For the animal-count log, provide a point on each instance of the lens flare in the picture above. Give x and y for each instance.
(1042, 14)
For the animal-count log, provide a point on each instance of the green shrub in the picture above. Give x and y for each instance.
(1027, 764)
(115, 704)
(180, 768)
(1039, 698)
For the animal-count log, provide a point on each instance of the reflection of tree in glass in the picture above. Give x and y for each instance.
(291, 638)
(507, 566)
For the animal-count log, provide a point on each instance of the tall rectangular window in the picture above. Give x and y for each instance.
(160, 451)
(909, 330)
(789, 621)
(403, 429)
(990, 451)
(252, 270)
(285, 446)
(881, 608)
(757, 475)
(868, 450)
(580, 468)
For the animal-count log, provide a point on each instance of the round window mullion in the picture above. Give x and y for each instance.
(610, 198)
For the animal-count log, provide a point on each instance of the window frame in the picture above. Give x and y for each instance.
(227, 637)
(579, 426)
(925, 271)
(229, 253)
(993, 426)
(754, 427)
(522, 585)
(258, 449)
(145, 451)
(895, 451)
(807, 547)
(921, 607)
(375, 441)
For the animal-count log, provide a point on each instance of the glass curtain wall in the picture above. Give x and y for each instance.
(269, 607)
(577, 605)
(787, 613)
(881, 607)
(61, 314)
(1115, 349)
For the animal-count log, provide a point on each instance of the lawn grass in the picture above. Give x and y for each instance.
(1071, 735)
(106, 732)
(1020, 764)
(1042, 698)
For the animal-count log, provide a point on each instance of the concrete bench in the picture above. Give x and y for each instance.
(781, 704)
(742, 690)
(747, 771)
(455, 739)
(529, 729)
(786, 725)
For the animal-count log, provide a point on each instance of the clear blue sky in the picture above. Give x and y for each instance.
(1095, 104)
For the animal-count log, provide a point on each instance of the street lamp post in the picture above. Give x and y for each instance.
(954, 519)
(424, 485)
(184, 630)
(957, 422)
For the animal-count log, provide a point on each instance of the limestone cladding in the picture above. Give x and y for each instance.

::::::::::

WHAT THE TASK REQUIRES: Can you rewrite the listing above as a JSON list of strings, with one string per line and blank lines omitted?

EXERCISE OUTPUT:
[
  "For the animal-count log, provide a point on each instance of the lens flare in the picture above. Give x and y for each instance.",
  "(1042, 14)",
  "For the animal-count log, provide a point on each instance of the green shrub in the picture above. Give x and y for each instance.",
  "(1027, 764)",
  "(115, 704)",
  "(180, 768)",
  "(1039, 698)",
  "For the animal-count log, provide a point on each instance of the reflection of tree in glass in the picture above. Give x and y for each instance.",
  "(291, 638)",
  "(507, 566)",
  "For the animal-count log, provide a point on each instance of the tall rectangular window in the picture above. Give x and y for each instance.",
  "(160, 451)",
  "(909, 330)",
  "(789, 621)",
  "(403, 429)",
  "(990, 451)",
  "(252, 270)",
  "(285, 446)",
  "(881, 608)",
  "(757, 475)",
  "(868, 450)",
  "(580, 468)",
  "For the animal-count log, provide a point on each instance of the round window mullion in the picture above. Give x and y for each instance.",
  "(610, 198)",
  "For the animal-count log, provide a point on each instance of the window frame in the picture above. Give x and y for each instance.",
  "(227, 637)",
  "(579, 426)",
  "(925, 271)",
  "(229, 253)",
  "(993, 426)",
  "(754, 427)",
  "(522, 585)",
  "(258, 449)",
  "(145, 451)",
  "(895, 451)",
  "(807, 547)",
  "(921, 607)",
  "(375, 441)",
  "For the animal-count log, provide a point on each instance of the glass curtain wall in the picture above. Give x and y for each instance.",
  "(269, 607)",
  "(577, 605)",
  "(787, 613)",
  "(881, 607)",
  "(61, 314)",
  "(1115, 349)",
  "For the animal-count log, provide a point on each instance of the lawn grass in the picture above. Give x and y for each instance.",
  "(1071, 735)",
  "(106, 732)",
  "(1020, 764)",
  "(1042, 698)",
  "For the animal-count log, provide a point on each instance of the concrete bench in the picture above. Give x and y for each instance.",
  "(781, 704)",
  "(742, 690)",
  "(747, 771)",
  "(455, 739)",
  "(529, 729)",
  "(786, 725)",
  "For the animal-count log, provide a point on each instance of the clear blue sky in the picture above. Give x and y for each instance.",
  "(1095, 104)",
  "For the animal-count log, provide a point on each instance of the street lamp post in the picture above. Give x and y for each instance.",
  "(954, 519)",
  "(424, 485)",
  "(184, 630)",
  "(957, 422)",
  "For the animal-count log, provide a point on each instance of the limestone cladding in the picture above. Give x and y for each instance."
]